**Passage to read**

It’s september, by now you should have a good idea on what the key breakthroughs for next year are going to be. You’ve spent good time om the what and where, while your CFO and team are calculating the how far and at what cost๐. By now you have also evaluated your Strategy Deployment from this year and have a good idea on how you’re tracking.
While all your VOC, market work and analyses pointed you in the right direction, something went wrong in the execution. Even if your strategy is sound and solid, great companies know what the pitfalls are when executing on their strategy: in Lean we call this Strategy Deployment (aka Hoshin Kanri or Policy Deployment).
3 Reasons that made execution not as good as it should’ve been. Here we go:
You didn’t properly deploy your strategy vertically
Once your strategy is designed, the what, where, who and how far, it is key to deploy it vertically in your organization. All the way from the boardroom to genba, everyone needs to know what is expected, why they’re doing this and what their role in the change is. Change doesn’t happen in the boardroom, it happens at the customer site, on the factory floor or in the R&D Lab. You need to make sure people know what is expected by when, what support they will get from the leaders and that they have room to figure out the how.

**Record list**

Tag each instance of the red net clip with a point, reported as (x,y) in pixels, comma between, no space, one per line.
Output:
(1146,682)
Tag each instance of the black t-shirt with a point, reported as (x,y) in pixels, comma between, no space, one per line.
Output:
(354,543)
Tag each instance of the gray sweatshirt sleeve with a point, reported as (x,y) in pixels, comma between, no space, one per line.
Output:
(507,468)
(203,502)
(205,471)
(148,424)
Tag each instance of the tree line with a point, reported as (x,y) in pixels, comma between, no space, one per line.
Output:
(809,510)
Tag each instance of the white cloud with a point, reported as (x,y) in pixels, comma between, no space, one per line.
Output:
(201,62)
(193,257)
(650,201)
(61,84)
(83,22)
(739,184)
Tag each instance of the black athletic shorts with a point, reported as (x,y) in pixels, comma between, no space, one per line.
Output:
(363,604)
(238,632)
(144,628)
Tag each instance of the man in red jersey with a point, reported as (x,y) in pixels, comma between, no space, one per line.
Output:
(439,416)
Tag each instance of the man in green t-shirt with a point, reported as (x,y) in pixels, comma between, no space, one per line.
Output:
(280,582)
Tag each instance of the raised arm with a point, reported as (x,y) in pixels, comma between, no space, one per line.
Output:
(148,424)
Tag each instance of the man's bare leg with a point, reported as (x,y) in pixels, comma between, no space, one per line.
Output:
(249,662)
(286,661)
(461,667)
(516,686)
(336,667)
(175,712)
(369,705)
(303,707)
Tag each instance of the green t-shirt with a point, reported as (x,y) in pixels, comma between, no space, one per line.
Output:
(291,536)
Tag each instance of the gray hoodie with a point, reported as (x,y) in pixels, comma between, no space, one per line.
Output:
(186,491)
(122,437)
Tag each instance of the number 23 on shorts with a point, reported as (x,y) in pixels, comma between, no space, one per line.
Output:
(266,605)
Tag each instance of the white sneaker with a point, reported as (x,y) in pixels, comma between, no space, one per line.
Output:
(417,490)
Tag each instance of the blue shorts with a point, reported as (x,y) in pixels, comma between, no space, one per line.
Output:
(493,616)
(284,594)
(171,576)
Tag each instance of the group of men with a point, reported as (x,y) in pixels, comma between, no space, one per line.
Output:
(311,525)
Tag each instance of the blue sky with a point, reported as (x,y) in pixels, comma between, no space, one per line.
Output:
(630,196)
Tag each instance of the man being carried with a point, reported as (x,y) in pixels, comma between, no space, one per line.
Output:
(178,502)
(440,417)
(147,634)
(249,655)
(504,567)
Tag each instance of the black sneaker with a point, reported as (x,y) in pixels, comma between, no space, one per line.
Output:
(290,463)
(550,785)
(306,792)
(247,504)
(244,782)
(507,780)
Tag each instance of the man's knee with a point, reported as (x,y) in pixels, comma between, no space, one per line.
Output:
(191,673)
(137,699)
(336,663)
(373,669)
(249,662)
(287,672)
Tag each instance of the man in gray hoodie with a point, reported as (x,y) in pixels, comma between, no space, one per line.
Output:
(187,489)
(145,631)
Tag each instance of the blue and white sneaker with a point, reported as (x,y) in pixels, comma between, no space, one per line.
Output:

**Goal**
Translate this sentence from the passage on strategy deployment into Spanish: "Change doesn't happen in the boardroom, it happens at the customer site, on the factory floor or in the R&D Lab."

**Expected answer**
El cambio no ocurre en la sala de juntas, ocurre en las instalaciones del cliente, en la planta de la fábrica o en el laboratorio de I+D.